Activity: The lines to copy are those with "point" in them. Pull each one from the entries below.

Provided information:
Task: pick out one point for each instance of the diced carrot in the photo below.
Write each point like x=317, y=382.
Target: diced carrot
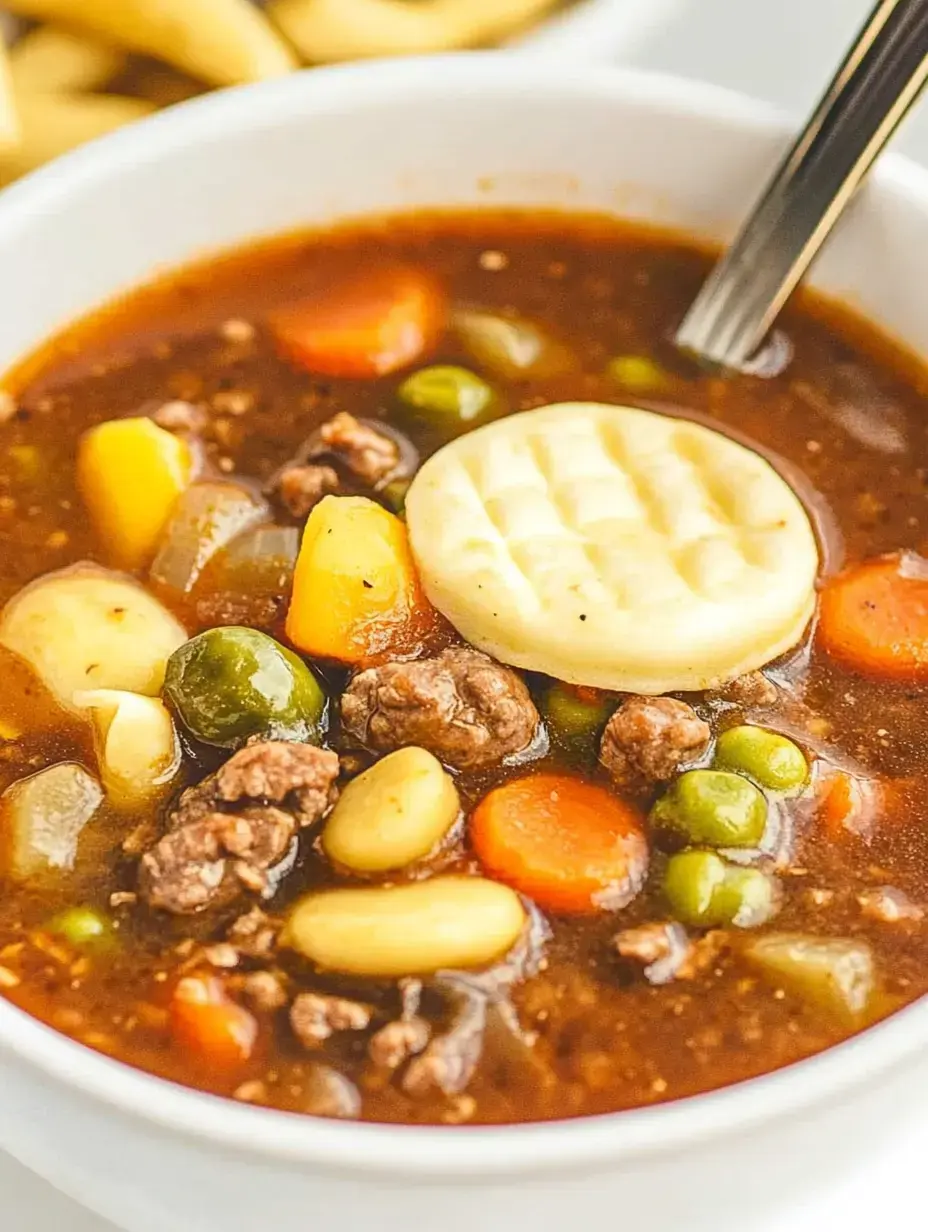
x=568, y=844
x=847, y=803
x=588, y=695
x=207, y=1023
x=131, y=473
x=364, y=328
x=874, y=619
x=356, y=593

==

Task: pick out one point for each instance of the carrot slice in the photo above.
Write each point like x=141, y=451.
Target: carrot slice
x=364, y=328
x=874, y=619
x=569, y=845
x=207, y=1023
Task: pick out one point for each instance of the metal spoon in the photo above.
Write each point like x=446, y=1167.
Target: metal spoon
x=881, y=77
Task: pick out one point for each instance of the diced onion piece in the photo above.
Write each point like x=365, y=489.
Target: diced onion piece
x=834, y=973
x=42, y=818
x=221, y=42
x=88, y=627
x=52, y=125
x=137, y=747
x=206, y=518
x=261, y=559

Your solution:
Task: pick out one point for each instance of the diced carrot in the photo below.
Write each point like x=317, y=382.
Task: pick out one point for each instance of the carrot slice in the photo above.
Write each point like x=141, y=451.
Task: pick out one point for each instance of the metal spoon in the photo above.
Write each point like x=446, y=1167.
Task: pick out one point for each instance of the diced onion piece in the photo above.
Write each point like x=365, y=489.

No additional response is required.